Items listed in a dataset:

- - -

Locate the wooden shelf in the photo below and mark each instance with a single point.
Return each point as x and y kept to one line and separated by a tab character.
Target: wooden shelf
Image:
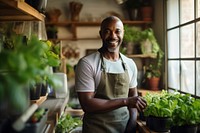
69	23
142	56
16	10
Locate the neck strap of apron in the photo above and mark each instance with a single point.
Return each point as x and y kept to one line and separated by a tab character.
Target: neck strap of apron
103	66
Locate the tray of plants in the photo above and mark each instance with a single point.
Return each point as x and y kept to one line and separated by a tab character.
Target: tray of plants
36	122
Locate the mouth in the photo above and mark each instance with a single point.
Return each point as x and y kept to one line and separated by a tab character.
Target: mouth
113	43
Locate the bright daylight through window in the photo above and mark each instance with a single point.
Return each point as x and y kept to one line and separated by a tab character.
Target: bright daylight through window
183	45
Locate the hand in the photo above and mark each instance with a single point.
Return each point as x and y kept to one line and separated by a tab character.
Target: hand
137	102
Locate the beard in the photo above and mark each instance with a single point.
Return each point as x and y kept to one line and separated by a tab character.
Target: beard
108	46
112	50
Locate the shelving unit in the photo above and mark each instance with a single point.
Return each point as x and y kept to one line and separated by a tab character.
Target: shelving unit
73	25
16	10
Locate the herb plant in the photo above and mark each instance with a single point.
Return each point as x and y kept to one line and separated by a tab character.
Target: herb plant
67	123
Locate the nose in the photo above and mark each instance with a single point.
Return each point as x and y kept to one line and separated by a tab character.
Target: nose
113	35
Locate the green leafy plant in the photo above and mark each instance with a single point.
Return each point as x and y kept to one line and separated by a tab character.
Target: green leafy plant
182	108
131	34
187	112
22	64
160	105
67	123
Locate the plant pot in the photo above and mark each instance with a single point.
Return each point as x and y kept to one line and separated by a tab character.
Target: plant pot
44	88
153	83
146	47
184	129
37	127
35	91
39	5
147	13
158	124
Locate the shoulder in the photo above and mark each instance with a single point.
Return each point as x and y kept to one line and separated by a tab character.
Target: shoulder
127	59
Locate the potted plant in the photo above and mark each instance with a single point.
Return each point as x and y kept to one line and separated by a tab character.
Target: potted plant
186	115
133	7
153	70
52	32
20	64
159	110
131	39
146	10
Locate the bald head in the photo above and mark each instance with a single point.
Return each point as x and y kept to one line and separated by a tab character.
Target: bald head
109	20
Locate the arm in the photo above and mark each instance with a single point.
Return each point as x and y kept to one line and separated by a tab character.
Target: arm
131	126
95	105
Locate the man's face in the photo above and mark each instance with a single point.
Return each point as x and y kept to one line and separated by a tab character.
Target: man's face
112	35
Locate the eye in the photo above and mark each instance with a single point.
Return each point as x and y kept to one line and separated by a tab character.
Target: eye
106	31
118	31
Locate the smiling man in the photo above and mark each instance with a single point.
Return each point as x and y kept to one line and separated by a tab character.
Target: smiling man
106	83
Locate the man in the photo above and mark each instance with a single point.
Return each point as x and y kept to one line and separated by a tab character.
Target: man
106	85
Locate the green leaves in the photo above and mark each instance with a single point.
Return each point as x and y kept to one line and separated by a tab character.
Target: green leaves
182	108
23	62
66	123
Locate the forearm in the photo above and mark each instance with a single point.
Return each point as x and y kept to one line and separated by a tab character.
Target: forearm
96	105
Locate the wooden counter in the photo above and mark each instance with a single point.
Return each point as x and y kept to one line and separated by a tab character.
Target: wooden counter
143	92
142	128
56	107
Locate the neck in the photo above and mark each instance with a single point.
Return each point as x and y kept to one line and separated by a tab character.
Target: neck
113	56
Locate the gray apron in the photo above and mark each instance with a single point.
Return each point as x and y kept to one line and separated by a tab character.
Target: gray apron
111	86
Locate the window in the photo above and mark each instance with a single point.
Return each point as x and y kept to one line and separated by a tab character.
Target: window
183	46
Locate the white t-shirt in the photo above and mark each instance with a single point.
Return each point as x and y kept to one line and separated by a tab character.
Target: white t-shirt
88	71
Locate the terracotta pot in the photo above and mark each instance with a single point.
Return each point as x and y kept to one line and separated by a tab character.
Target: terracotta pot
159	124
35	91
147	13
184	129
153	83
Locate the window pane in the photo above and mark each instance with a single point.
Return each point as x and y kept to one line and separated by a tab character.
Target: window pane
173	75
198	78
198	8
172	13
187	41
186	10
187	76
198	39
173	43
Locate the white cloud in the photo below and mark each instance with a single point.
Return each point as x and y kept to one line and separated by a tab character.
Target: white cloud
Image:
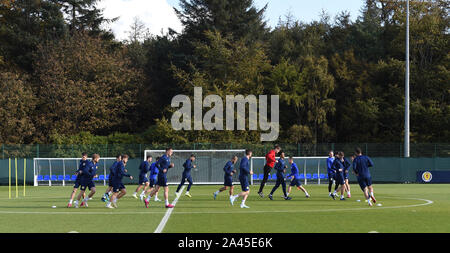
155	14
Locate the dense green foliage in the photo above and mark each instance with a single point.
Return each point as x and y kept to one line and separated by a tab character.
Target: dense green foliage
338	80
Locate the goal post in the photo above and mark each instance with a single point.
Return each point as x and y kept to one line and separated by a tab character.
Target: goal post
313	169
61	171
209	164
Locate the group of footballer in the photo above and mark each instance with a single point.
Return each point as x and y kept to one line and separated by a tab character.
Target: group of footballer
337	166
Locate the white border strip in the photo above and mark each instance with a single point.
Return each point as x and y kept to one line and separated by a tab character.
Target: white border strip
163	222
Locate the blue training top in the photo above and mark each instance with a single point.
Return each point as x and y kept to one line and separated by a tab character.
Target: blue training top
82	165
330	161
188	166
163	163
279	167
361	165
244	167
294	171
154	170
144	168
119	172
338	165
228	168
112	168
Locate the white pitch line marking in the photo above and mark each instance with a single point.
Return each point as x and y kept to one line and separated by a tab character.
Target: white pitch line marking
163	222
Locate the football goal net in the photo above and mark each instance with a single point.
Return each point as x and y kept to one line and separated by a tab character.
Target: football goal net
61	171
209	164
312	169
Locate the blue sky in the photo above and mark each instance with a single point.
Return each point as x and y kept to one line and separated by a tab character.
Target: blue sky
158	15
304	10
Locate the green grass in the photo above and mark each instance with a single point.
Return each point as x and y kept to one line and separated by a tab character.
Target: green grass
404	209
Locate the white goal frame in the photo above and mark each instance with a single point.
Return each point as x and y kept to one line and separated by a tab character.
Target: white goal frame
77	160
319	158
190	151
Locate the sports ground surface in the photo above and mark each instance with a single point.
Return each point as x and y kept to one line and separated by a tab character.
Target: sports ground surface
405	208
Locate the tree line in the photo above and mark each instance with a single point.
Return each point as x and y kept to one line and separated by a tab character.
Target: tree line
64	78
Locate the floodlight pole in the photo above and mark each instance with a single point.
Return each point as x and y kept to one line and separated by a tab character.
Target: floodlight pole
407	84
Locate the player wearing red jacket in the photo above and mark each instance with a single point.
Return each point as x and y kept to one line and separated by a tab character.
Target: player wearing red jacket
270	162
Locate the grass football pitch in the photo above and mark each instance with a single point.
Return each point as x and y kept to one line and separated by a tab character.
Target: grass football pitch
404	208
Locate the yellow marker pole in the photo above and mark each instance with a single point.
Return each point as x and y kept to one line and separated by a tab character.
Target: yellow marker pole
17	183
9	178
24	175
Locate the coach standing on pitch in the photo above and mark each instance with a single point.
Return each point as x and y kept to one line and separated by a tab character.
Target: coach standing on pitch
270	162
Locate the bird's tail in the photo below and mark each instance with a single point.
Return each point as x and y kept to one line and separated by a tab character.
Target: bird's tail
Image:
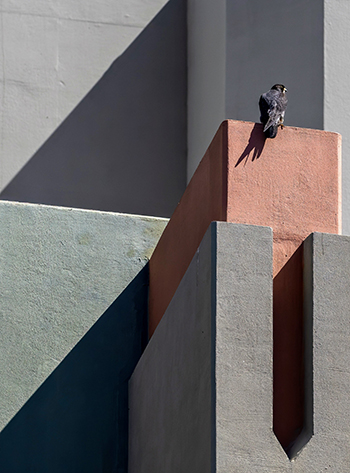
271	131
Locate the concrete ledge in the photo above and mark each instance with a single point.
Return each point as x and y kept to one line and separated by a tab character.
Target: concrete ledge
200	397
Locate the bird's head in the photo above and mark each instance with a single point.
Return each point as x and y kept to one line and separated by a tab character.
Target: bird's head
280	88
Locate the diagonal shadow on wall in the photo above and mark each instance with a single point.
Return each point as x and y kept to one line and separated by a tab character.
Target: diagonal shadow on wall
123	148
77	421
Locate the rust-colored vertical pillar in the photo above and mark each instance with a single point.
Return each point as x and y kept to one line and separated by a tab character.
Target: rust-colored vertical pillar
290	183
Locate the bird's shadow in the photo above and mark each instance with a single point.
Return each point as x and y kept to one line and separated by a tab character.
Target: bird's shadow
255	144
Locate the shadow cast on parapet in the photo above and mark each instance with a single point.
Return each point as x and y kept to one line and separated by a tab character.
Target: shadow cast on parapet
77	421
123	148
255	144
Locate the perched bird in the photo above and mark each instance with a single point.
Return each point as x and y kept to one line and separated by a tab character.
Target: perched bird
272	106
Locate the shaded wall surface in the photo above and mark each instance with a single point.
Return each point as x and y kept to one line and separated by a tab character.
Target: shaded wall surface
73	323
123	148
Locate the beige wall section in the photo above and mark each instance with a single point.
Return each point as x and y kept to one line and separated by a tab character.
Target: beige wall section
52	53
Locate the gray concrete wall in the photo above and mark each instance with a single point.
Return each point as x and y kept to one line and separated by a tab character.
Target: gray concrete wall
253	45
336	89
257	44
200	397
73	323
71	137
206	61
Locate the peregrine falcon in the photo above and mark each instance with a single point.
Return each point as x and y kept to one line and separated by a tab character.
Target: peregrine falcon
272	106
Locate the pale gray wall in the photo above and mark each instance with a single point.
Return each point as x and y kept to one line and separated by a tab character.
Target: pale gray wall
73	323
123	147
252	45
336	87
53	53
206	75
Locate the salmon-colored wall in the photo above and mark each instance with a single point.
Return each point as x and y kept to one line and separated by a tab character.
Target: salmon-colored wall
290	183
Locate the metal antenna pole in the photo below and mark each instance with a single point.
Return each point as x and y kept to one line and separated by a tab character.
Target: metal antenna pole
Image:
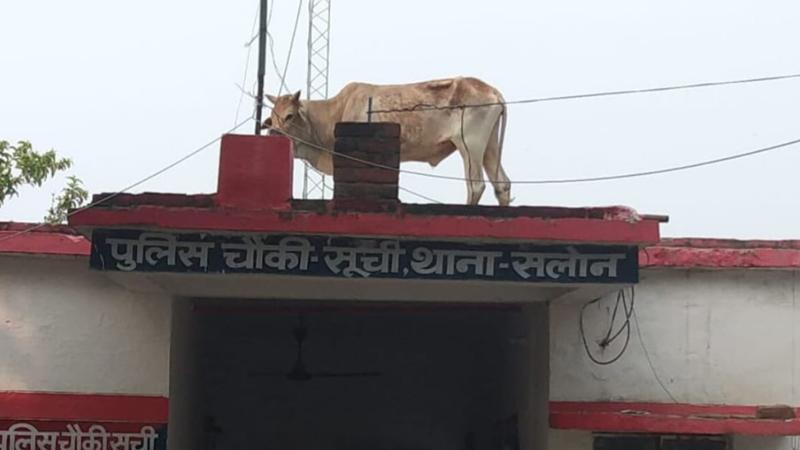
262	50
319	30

- - -

PROBLEM DETAILS: Reproduce the items starting with the line containing "Locate the gray concrete" and continuing through the end of the items, keeping the instructions as they are but multiplying every point coordinate in the answers by 0.65 and rounding to whole numbers, with halves rounded up. Omit the pictures.

REPLY TO THE TASK:
Locate the gray concrete wall in the photo above and mark each instance with a single point.
Return each point as x and y kept to one line and separated by a tab character.
Target: gray concrete wall
164	29
218	58
167	29
130	258
47	210
46	89
134	40
Locate the peregrine falcon in the photo above and mark each instance with a single point.
Return each point as x and y kept to one line and separated by a tab character.
Target: peregrine falcon
177	69
Locate the pale gray wall in the photo above and mark each instance with a single point.
Return each point as x and y kept to one line and separated by a tab character.
Target: pale gray wall
47	210
80	96
164	29
218	57
34	34
134	49
Locate the salmon-colored wall in the photo above and mark each instance with a single point.
Return each point as x and y kept to one line and separated by a tab character.
Target: salmon-colored wall
189	119
Locate the metal antenna pole in the photo below and mark each instance with a single point.
Return each point as x and y kept to one line and separated by a tab character.
Target: metal antenna pole
Image:
170	33
207	20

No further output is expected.